Task objective >> Lay out everything from the line containing "car, that would be most welcome." down to the last of the lines below as a Markdown table with the columns Row and Line. Give each line a row number and leave out any blank lines.

Records for processing >>
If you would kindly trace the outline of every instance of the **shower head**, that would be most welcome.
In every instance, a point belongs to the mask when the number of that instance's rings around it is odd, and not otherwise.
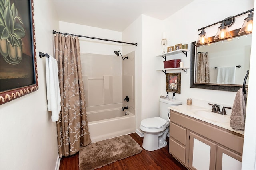
[[[116,54],[116,55],[117,55],[118,56],[119,56],[119,52],[120,51],[115,51],[115,54]]]
[[[122,58],[123,59],[123,60],[124,60],[124,59],[128,59],[128,56],[126,57],[124,57],[124,57],[123,57],[123,56],[122,55],[122,54],[121,53],[121,52],[120,52],[120,50],[119,50],[118,51],[114,51],[114,52],[115,52],[115,54],[116,54],[116,55],[117,55],[118,56],[119,56],[119,53],[120,53],[120,54],[121,55],[121,56],[122,56]]]

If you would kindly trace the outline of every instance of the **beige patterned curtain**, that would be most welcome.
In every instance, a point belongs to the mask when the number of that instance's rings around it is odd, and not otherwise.
[[[59,71],[61,111],[57,122],[60,157],[72,155],[91,143],[81,68],[79,38],[56,34],[55,59]]]
[[[197,55],[196,82],[197,83],[209,83],[210,82],[210,76],[208,55],[206,53],[198,53]]]

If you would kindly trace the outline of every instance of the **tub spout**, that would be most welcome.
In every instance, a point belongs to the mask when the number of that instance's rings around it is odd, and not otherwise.
[[[125,107],[123,107],[122,109],[122,111],[123,111],[125,109],[128,109],[128,106],[126,106]]]

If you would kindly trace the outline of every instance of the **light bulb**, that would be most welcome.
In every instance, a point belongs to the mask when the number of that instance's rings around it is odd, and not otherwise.
[[[204,39],[204,36],[202,36],[201,37],[201,41],[200,41],[200,43],[201,44],[204,44],[204,43],[205,43],[205,39]]]
[[[224,39],[225,37],[226,37],[226,35],[225,35],[225,29],[223,29],[222,31],[221,31],[220,32],[220,39]]]
[[[246,29],[246,32],[247,33],[250,33],[252,31],[252,20],[249,21],[248,23],[247,23],[247,25]]]

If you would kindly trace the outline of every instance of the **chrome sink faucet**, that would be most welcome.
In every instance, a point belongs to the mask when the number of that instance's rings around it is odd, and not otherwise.
[[[220,105],[218,105],[216,104],[212,104],[210,103],[208,103],[208,104],[209,104],[210,105],[212,105],[212,112],[220,114],[221,115],[227,115],[227,114],[226,113],[226,110],[225,109],[225,108],[227,109],[231,108],[231,107],[230,107],[223,106],[222,107],[222,110],[221,111],[221,112],[220,110]]]

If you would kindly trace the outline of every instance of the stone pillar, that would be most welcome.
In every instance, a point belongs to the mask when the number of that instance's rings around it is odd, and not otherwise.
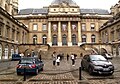
[[[68,22],[68,46],[72,46],[72,41],[71,41],[71,22]]]
[[[81,41],[81,23],[78,22],[78,46],[80,46],[82,43]]]
[[[58,46],[62,46],[61,22],[58,22]]]
[[[52,40],[51,40],[51,22],[48,22],[48,38],[47,38],[47,44],[52,46]]]

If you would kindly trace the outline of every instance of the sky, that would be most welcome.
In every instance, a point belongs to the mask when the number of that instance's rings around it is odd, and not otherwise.
[[[19,10],[26,8],[43,8],[49,6],[54,0],[18,0]],[[118,3],[119,0],[73,0],[80,8],[99,8],[110,11],[111,6]]]

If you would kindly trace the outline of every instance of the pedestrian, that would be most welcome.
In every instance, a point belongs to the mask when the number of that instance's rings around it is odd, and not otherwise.
[[[56,52],[53,52],[52,59],[53,59],[53,65],[55,66],[55,63],[56,63]]]
[[[69,55],[67,54],[67,61],[69,60]]]
[[[75,56],[74,56],[74,54],[71,54],[71,60],[72,60],[72,65],[75,66]]]
[[[56,59],[56,63],[57,63],[57,66],[60,65],[60,56],[57,57],[57,59]]]

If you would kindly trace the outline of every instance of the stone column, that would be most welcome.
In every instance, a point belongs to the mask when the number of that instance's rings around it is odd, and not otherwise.
[[[78,22],[78,46],[80,46],[82,44],[81,41],[81,23]]]
[[[72,46],[72,41],[71,41],[71,22],[68,22],[68,46]]]
[[[47,38],[47,44],[49,44],[50,46],[52,46],[52,40],[51,40],[51,22],[48,22],[48,38]]]
[[[62,46],[61,22],[58,22],[58,46]]]

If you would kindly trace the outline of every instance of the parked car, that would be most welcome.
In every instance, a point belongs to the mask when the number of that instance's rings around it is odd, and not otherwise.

Exercise solution >>
| Row | Line |
|---|---|
| 1 | If you would kindly trace the outline of every instance of the parked car, that would be most welcome. |
| 2 | In every instance, a point belongs to the mask when the number of that instance's rings around it is odd, and not otherwise. |